Has anyone been able to temporarily work-around this problem?
Mar 1, 2010
#7 jjhel...@gmail.com
Another update.  I just noticed this post: http://groups.google.com/group/repo-
discuss/browse_thread/thread/d137c9e55e55542

I dropped down to a shell and run "git gc" on the problematic git repo as the gerrit2 
user and it fixed the problem.

Mar 2, 2010
#8 sop@google.com
Slipped to 2.1.3.  I want to get 2.1.2 out.
Labels: Milestone-2.1.3
Mar 2, 2010
#9 sop@google.com
(No comment was entered for this change.)
Labels: -Milestone-2.1.2
Mar 11, 2010
Project Member #10 ulrik.sj...@gmail.com
I have finally been able to recreate this problem!

1) Push a commit onto a git (the error occurs more likely if the commit is big (mine
was 800 megs from /dev/urandom).
2) Let the replication to the replication-server finish 
3) Clone the project from the replication server (make sure you are the FIRST person
to clone after the replication is done).
4) Ctrl-C the clone
5) You are now the proud owner of a broken git. (we heal it with 'git gc') cloning
the git again will give you something like this:

Initialized empty Git repository in /mnt/src/helloworld/helloworld/.git/
remote: Counting objects: 2765, done
remote: Compressing objects: 100% (2765/2765)
fatal: internal server error6/2765), 165.82 MiB | 11346 KiB/s   
fatal: The remote end hung up unexpectedly
fatal: early EOF
fatal: index-pack failed


Mar 12, 2010
Project Member #11 ulrik.sj...@gmail.com
Btw, forgot to add that the push in step 1) is to refs/heads/master.

+++++

_Work to be completed_
Can you copy the full bug thread about the broken Git clone, word for word? The material after this point is separate from the bug thread.

_Data block_
+++++

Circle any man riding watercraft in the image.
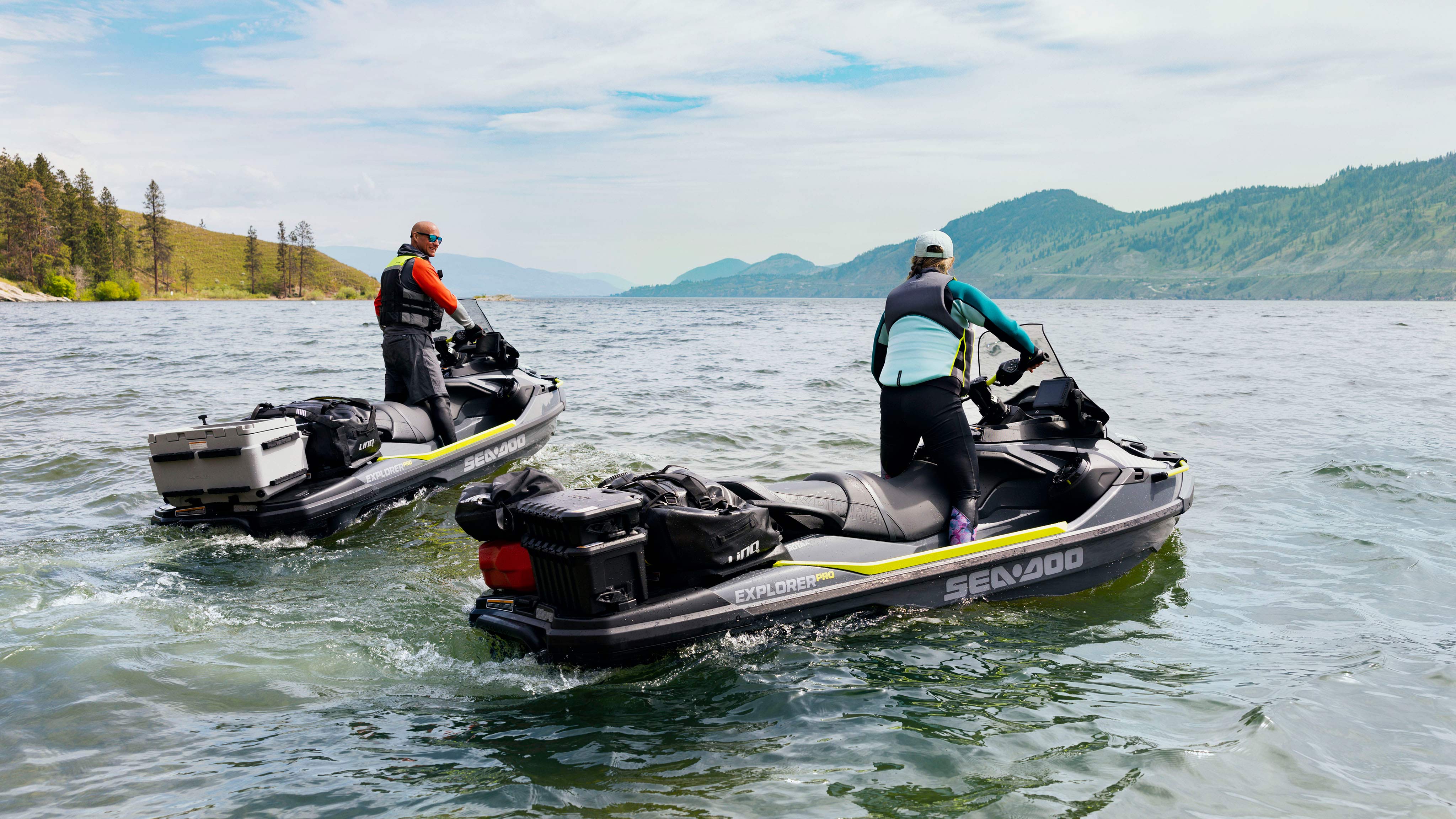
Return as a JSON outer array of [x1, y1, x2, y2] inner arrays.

+++++

_Result for this task_
Has anyone been able to temporarily work-around this problem?
Mar 1, 2010
#7 jjhel...@gmail.com
Another update.  I just noticed this post: http://groups.google.com/group/repo-
discuss/browse_thread/thread/d137c9e55e55542

I dropped down to a shell and run "git gc" on the problematic git repo as the gerrit2 
user and it fixed the problem.

Mar 2, 2010
#8 sop@google.com
Slipped to 2.1.3.  I want to get 2.1.2 out.
Labels: Milestone-2.1.3
Mar 2, 2010
#9 sop@google.com
(No comment was entered for this change.)
Labels: -Milestone-2.1.2
Mar 11, 2010
Project Member #10 ulrik.sj...@gmail.com
I have finally been able to recreate this problem!

1) Push a commit onto a git (the error occurs more likely if the commit is big (mine
was 800 megs from /dev/urandom).
2) Let the replication to the replication-server finish 
3) Clone the project from the replication server (make sure you are the FIRST person
to clone after the replication is done).
4) Ctrl-C the clone
5) You are now the proud owner of a broken git. (we heal it with 'git gc') cloning
the git again will give you something like this:

Initialized empty Git repository in /mnt/src/helloworld/helloworld/.git/
remote: Counting objects: 2765, done
remote: Compressing objects: 100% (2765/2765)
fatal: internal server error6/2765), 165.82 MiB | 11346 KiB/s   
fatal: The remote end hung up unexpectedly
fatal: early EOF
fatal: index-pack failed


Mar 12, 2010
Project Member #11 ulrik.sj...@gmail.com
Btw, forgot to add that the push in step 1) is to refs/heads/master.